SET EXERCISE:
Could you quote every one of the records below word for word, leaving the pictures out?

DATA FOR THIS EXERCISE:
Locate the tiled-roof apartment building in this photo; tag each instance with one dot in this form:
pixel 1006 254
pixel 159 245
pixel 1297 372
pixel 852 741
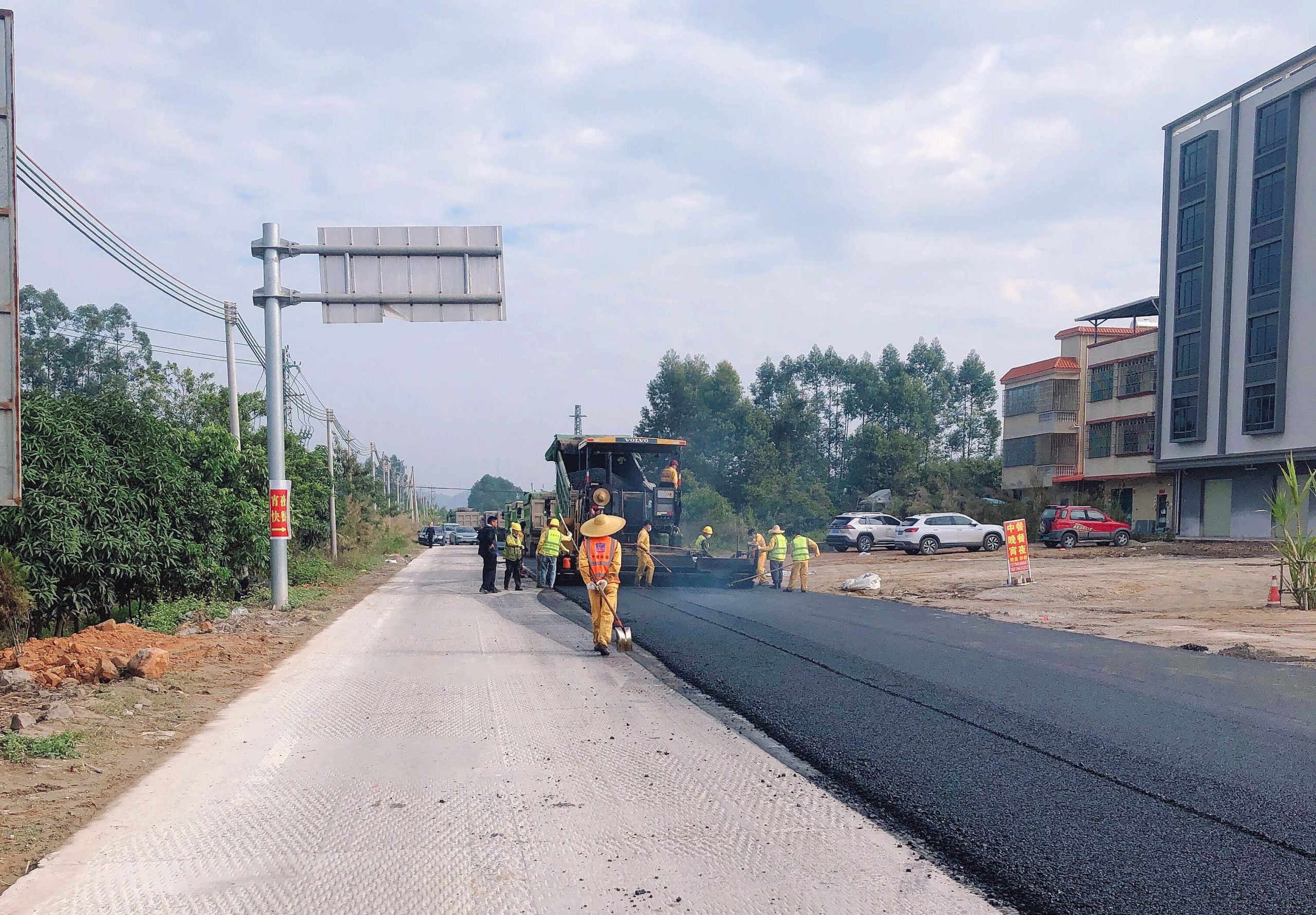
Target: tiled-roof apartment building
pixel 1085 422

SOLUTION BELOW:
Locate the tiled-roof apartment building in this photo; tag each instance with one dot in this form:
pixel 1006 254
pixel 159 245
pixel 1297 372
pixel 852 741
Target: tiled-roof apartment building
pixel 1085 422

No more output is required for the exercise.